*WORK ORDER*
Lines containing the word "Find" in the data below: say how many, with no other text.

*INFORMATION GIVEN*
##############################

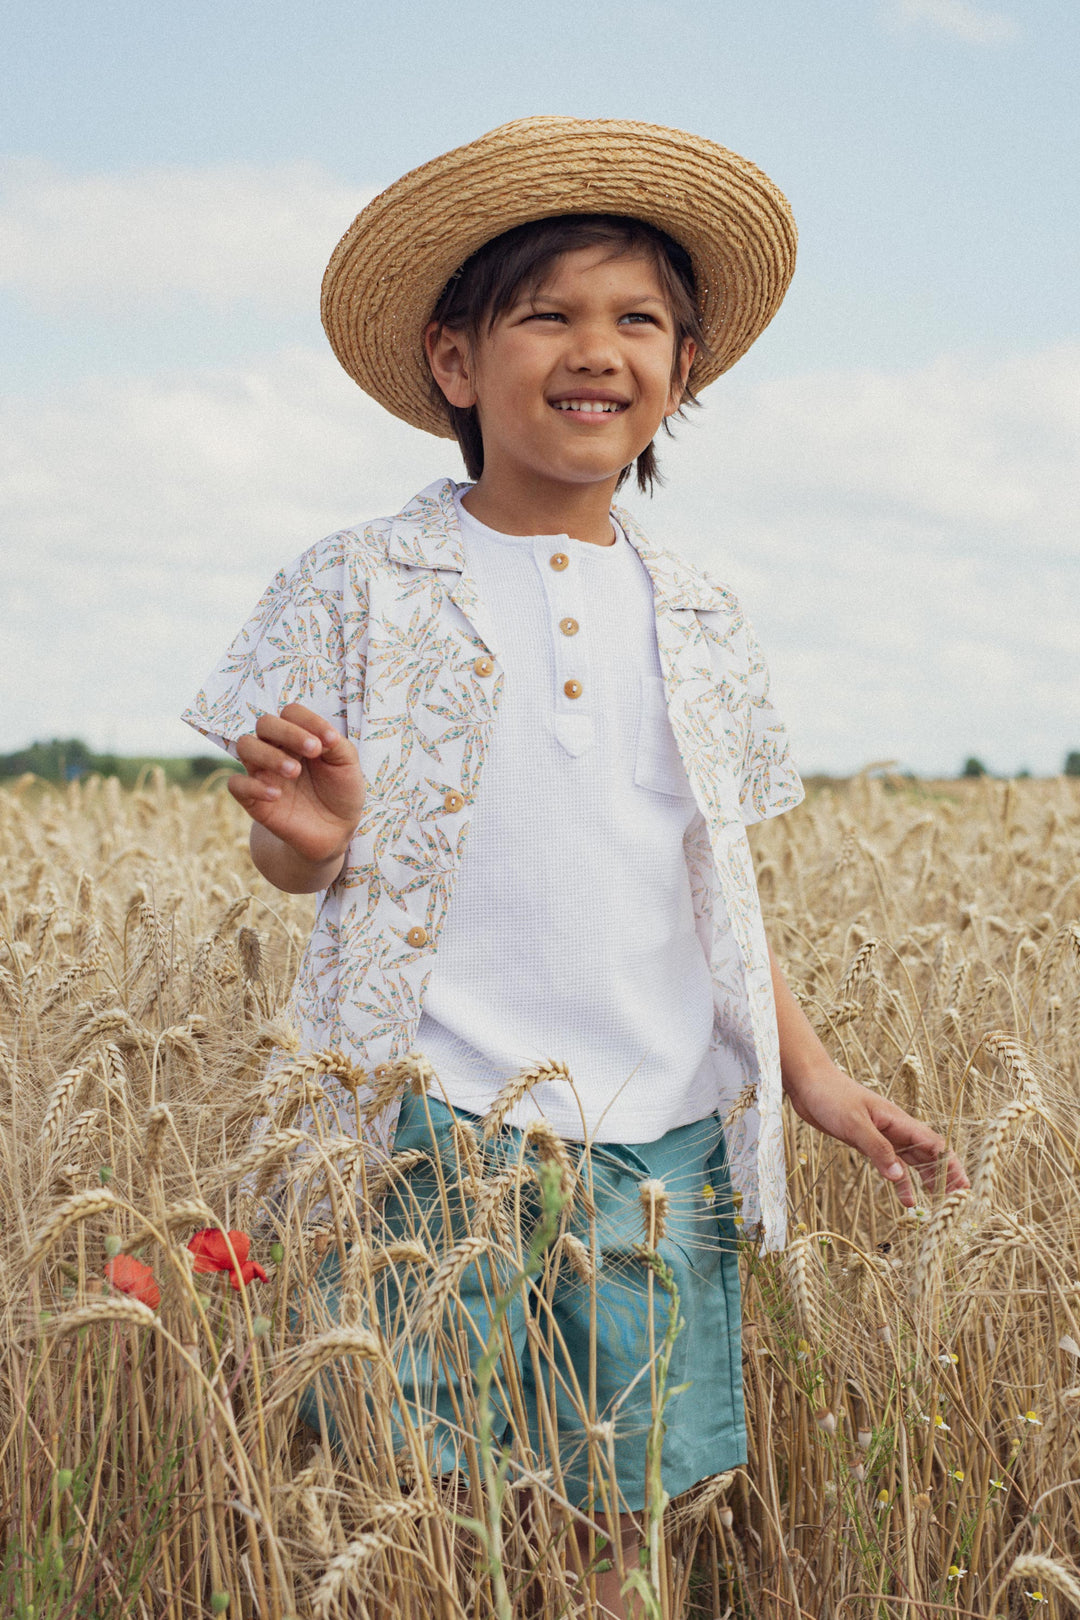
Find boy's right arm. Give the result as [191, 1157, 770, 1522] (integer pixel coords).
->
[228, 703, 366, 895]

##############################

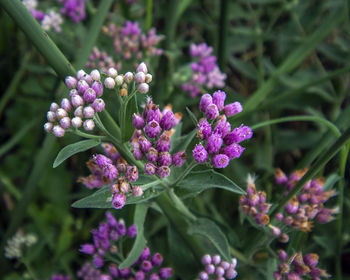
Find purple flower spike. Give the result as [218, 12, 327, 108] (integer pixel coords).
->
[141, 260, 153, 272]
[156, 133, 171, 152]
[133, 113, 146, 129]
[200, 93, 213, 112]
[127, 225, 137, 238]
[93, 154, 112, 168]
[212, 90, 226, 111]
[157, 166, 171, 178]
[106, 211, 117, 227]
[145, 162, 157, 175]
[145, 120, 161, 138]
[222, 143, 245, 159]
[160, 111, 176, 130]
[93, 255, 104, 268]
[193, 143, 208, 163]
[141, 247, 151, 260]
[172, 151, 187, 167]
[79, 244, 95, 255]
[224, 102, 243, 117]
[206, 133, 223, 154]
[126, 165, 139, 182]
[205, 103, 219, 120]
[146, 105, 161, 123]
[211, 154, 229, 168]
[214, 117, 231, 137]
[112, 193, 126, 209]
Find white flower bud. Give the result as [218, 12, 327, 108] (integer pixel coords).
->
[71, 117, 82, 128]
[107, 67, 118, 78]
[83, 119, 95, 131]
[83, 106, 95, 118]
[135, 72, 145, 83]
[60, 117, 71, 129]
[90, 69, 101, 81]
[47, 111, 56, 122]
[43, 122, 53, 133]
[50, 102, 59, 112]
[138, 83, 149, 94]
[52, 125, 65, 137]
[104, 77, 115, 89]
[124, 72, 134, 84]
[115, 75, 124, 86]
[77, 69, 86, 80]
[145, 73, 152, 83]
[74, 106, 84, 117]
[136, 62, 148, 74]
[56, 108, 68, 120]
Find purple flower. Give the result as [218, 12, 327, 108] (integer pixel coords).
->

##############################

*EXERCISE ANSWER*
4